— Text —
---

Mutational spectra of aflatoxin B1 in vivo establish biomarkers of exposure for human hepatocellular carcinoma

Affiliations

Mutational spectra of aflatoxin B1 in vivo establish biomarkers of exposure for human hepatocellular carcinoma

Supawadee Chawanthayatham et al. Proc Natl Acad Sci U S A. .

Abstract

Aflatoxin B1 (AFB1) and/or hepatitis B and C viruses are risk factors for human hepatocellular carcinoma (HCC). Available evidence supports the interpretation that formation of AFB1-DNA adducts in hepatocytes seeds a population of mutations, mainly G:C→T:A, and viral processes synergize to accelerate tumorigenesis, perhaps via inflammation. Responding to a need for early-onset evidence predicting disease development, highly accurate duplex sequencing was used to monitor acquisition of high-resolution mutational spectra (HRMS) during the process of hepatocarcinogenesis. Four-day-old male mice were treated with AFB1 using a regimen that induced HCC within 72 wk. For analysis, livers were separated into tumor and adjacent cellular fractions. HRMS of cells surrounding the tumors revealed predominantly G:C→T:A mutations characteristic of AFB1 exposure. Importantly, 25% of all mutations were G→T in one trinucleotide context (CGC; the underlined G is the position of the mutation), which is also a hotspot mutation in human liver tumors whose incidence correlates with AFB1 exposure. The technology proved sufficiently sensitive that the same distinctive spectrum was detected as early as 10 wk after dosing, well before evidence of neoplasia. Additionally, analysis of tumor tissue revealed a more complex pattern than observed in surrounding hepatocytes; tumor HRMS were a composite of the 10-wk spectrum and a more heterogeneous set of mutations that emerged during tumor outgrowth. We propose that the 10-wk HRMS reflects a short-term mutational response to AFB1, and, as such, is an early detection metric for AFB1-induced liver cancer in this mouse model that will be a useful tool to reconstruct the molecular etiology of human hepatocarcinogenesis.

---

— Stored data —
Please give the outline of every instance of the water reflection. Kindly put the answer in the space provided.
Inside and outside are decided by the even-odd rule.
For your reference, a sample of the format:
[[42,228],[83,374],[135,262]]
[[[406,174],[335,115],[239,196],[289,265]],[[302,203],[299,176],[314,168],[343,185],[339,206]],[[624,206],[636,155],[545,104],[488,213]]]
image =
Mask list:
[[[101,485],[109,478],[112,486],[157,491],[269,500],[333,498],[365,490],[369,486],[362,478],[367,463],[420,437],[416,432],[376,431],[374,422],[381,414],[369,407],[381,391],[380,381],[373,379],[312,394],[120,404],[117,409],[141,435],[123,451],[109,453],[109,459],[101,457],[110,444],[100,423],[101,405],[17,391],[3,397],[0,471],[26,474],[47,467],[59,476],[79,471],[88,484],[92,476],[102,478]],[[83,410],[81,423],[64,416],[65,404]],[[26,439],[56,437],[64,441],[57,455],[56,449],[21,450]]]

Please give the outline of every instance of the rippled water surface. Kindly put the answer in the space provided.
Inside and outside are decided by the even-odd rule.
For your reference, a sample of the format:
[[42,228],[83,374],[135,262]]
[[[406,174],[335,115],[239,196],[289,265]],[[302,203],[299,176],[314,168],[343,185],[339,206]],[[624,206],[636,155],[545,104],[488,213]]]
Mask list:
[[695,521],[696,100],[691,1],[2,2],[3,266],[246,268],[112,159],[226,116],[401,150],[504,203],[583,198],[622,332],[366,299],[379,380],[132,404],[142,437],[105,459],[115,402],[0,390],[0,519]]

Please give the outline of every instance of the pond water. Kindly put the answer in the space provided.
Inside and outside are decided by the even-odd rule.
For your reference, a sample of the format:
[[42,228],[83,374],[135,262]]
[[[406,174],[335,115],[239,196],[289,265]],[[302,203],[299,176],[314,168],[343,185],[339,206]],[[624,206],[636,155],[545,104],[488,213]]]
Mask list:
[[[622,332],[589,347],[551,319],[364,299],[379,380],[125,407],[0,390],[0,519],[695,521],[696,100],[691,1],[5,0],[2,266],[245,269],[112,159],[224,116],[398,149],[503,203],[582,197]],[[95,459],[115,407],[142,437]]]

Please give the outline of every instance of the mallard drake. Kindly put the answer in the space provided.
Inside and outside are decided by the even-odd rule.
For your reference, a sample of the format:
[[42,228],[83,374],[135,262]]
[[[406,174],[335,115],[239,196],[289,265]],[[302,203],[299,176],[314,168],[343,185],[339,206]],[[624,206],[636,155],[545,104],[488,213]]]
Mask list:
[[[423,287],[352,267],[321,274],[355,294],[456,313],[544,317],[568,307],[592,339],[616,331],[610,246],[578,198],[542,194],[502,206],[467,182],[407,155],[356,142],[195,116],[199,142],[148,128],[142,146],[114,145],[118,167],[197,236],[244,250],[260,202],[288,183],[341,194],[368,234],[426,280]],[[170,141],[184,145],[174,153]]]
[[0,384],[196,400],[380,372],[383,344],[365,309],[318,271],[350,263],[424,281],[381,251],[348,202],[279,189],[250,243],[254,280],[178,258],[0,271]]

---

In the aflatoxin abstract, how old were the mice when they were treated with AFB1? The items are separate material and are unrelated to the abstract.

They were four days old.